▶ PASSAGE SHOWN
────────────────────

[Libguestfs] [nbdkit PATCH v2 3/5] nbd: Implement structured reads from server

Eric Blake eblake at redhat.com
Thu Apr 25 18:01:44 UTC 2019


Time to enhance the nbd plugin to request structured replies from the
server. For now, deal only with structured reads. The server can now
return sparse reads, even though we need to design nbdkit version 3
before we can in turn return sparse reads back to the client.

In general, we have to assume the server is malicious, and so we must
sanity check that it sends replies we expect, and kill the connection
if we detect protocol non-compliance that may affect our ability to
further communicate with the server. However, we have a choice between
either implementing bookkeeping to ensure that the server sends
exactly as many non-overlapping chunks as needed to cover the entire
read request, or else assuming that the server was compliant. Since
nbdkit was just recently patched to ensure that a plugin that does not
make a full reply will merely be exposing data used in a previous read
or write command, we don't bother to pre-wipe the buffer or add any
reconstruction bookkeeping (if our assumption about a compliant server
is wrong, the client may notice confusing results because of the stale
data being replayed at server-omitted offsets, but the data corruption
fault then lies in the non-compliant server).

Signed-off-by: Eric Blake <eblake at redhat.com>
---
 plugins/nbd/nbd.c | 140 ++++++++++++++++++++++++++++++++++++++++++++--
 1 file changed, 136 insertions(+), 4 deletions(-)

diff --git a/plugins/nbd/nbd.c b/plugins/nbd/nbd.c
index 1d3b2a3..b2b3075 100644
--- a/plugins/nbd/nbd.c
+++ b/plugins/nbd/nbd.c
@@ -340,9 +340,14 @@ nbd_reply_raw (struct handle *h, int *fd)

────────────────────

▶ GIVEN INSTRUCTION 1
In the nbd plugin patch message, who bears the fault for data corruption when the server omits offsets?
The patch message above has no connection to the rows that come next.

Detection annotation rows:
────────────────────

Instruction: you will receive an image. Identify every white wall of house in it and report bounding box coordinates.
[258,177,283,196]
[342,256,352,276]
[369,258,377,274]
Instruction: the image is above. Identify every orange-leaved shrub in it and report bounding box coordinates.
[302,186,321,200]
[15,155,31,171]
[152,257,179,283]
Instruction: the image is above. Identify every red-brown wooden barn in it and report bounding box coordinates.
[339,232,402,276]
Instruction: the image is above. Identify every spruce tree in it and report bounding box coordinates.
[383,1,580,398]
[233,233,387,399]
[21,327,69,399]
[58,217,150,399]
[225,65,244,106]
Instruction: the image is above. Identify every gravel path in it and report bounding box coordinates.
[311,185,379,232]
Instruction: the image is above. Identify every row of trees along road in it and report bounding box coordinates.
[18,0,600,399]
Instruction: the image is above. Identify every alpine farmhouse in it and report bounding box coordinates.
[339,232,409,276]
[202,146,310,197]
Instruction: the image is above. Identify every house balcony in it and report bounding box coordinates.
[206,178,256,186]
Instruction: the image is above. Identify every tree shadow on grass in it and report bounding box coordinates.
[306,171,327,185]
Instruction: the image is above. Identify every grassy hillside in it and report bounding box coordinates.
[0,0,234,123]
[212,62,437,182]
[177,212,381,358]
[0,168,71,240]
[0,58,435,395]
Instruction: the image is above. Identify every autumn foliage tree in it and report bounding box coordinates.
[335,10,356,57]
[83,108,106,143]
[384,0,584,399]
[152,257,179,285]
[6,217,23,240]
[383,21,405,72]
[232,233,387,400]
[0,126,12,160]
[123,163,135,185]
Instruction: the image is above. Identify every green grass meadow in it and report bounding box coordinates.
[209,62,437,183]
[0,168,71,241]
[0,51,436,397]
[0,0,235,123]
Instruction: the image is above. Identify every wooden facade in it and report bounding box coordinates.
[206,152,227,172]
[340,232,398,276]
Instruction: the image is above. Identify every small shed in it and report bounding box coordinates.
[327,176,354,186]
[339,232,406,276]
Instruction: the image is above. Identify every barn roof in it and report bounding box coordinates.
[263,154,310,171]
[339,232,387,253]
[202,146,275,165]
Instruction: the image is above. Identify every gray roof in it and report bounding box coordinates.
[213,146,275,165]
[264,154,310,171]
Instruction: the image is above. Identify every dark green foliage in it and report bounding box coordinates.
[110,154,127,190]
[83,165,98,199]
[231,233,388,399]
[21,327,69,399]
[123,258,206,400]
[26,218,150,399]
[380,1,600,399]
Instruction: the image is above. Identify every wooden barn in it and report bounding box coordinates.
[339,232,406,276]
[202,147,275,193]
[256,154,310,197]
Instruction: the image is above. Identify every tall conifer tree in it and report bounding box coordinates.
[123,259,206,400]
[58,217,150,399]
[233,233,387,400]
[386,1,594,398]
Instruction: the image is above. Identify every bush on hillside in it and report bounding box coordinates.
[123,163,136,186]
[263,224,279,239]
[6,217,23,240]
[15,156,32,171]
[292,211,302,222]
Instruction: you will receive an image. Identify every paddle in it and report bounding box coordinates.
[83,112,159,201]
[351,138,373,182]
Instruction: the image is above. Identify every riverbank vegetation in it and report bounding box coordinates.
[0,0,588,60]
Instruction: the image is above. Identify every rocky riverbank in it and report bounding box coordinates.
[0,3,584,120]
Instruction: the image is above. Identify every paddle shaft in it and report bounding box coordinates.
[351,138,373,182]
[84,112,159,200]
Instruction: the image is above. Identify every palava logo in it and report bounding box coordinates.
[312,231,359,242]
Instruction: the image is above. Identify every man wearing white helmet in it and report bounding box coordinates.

────────────────────

▶ GIVEN INSTRUCTION 2
Count the lines of the rows that contain the string "foliage", and give only the number.

▶ CORRECT RESULT 1
The non-compliant server.

▶ CORRECT RESULT 2
2